Photo object pointing data
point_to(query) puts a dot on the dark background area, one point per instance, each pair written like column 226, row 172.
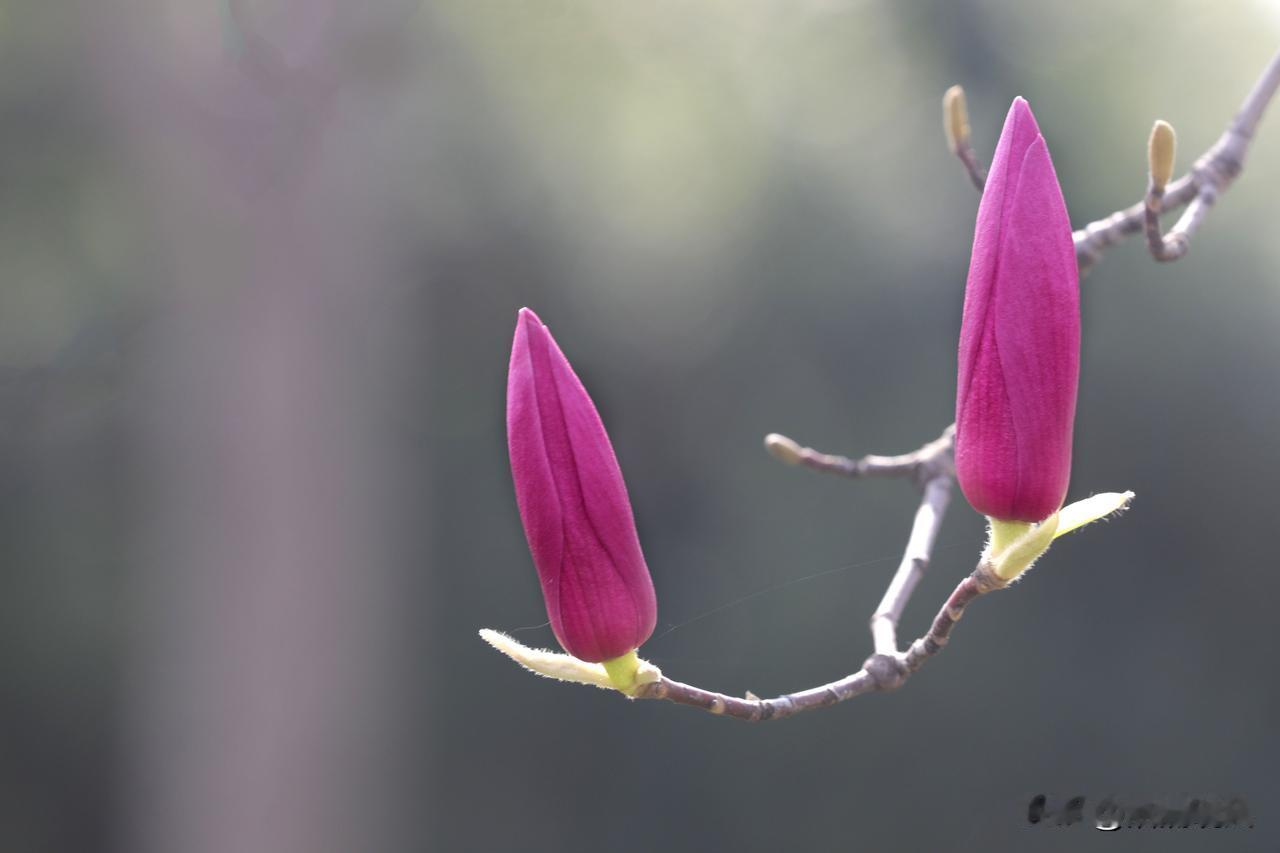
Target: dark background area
column 261, row 264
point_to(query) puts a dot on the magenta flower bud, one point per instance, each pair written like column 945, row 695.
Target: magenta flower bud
column 1020, row 336
column 574, row 505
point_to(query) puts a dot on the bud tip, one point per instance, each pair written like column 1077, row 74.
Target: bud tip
column 784, row 448
column 955, row 118
column 1160, row 154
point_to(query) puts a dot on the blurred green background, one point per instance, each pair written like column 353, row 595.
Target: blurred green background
column 261, row 264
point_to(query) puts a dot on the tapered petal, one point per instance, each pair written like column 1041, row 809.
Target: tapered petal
column 574, row 503
column 1019, row 341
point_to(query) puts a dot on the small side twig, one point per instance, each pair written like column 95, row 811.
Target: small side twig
column 791, row 452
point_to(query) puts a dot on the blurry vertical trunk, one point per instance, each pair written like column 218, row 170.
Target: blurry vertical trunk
column 266, row 692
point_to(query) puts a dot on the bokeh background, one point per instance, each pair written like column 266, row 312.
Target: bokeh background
column 259, row 270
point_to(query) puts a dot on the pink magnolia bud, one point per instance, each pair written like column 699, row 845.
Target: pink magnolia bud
column 1020, row 336
column 574, row 503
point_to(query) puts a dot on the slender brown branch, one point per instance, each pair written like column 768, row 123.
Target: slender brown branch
column 915, row 560
column 881, row 673
column 872, row 465
column 1211, row 174
column 977, row 172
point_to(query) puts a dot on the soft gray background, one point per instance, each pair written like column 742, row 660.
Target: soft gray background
column 254, row 492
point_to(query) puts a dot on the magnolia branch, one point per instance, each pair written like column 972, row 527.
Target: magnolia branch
column 881, row 673
column 1198, row 190
column 932, row 466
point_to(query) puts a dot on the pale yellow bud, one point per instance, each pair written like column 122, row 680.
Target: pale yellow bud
column 1160, row 154
column 955, row 118
column 784, row 448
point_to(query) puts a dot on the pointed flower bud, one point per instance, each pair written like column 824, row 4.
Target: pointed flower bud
column 1020, row 336
column 575, row 509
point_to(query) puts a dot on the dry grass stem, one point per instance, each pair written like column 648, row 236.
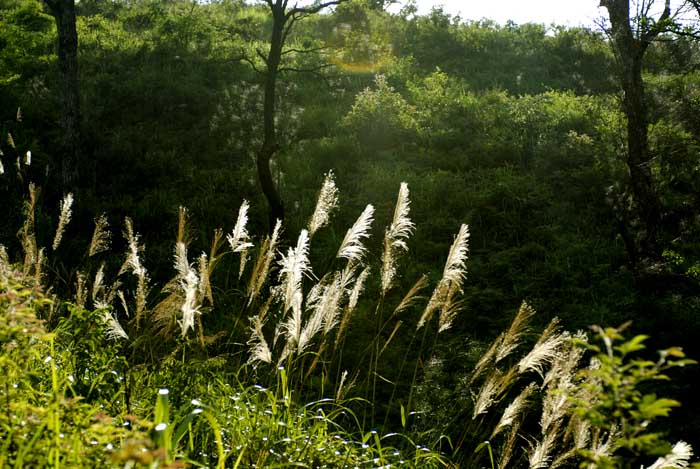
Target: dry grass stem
column 451, row 282
column 100, row 236
column 508, row 446
column 545, row 350
column 488, row 394
column 26, row 234
column 259, row 350
column 539, row 456
column 80, row 290
column 190, row 305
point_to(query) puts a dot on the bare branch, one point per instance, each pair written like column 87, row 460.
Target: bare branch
column 313, row 8
column 304, row 51
column 305, row 70
column 247, row 59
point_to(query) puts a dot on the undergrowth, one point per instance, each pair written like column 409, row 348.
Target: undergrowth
column 256, row 371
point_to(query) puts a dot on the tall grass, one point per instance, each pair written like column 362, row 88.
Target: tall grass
column 192, row 373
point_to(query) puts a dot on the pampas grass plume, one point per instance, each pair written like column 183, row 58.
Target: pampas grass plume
column 64, row 219
column 352, row 248
column 326, row 203
column 395, row 237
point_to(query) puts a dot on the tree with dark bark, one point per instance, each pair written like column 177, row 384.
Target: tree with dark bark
column 63, row 12
column 632, row 29
column 284, row 17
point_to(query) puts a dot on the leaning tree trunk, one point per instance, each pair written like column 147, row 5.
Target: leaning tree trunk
column 63, row 12
column 270, row 145
column 630, row 45
column 638, row 154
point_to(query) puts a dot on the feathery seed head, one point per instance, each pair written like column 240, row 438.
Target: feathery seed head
column 514, row 409
column 182, row 265
column 352, row 248
column 678, row 458
column 293, row 267
column 239, row 238
column 545, row 350
column 113, row 329
column 512, row 339
column 451, row 283
column 64, row 219
column 395, row 237
column 326, row 203
column 263, row 262
column 259, row 350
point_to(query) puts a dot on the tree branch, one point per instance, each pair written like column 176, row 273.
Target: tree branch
column 304, row 51
column 314, row 8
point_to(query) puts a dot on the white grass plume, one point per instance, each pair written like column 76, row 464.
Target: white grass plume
column 395, row 237
column 412, row 296
column 512, row 339
column 133, row 263
column 545, row 350
column 326, row 203
column 450, row 309
column 514, row 409
column 259, row 350
column 261, row 269
column 487, row 358
column 488, row 394
column 113, row 329
column 27, row 233
column 293, row 267
column 452, row 277
column 678, row 458
column 352, row 304
column 352, row 248
column 63, row 219
column 239, row 239
column 100, row 236
column 190, row 306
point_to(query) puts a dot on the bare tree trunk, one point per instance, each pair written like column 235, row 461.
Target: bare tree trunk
column 270, row 145
column 638, row 155
column 63, row 12
column 630, row 47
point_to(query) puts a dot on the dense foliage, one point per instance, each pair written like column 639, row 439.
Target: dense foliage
column 515, row 130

== BRIEF ==
Rewrite the part of the data that opens with the line containing "point_to(query) puts a dot on the magnolia" and closes with the line containing "column 932, row 466", replacing "branch" with "stem" and leaving everything else unchanged.

== EXERCISE ANSWER ==
point_to(query) puts a dot on the magnolia stem, one point per instance, each pair written like column 972, row 527.
Target: magnolia stem
column 881, row 673
column 1198, row 190
column 932, row 466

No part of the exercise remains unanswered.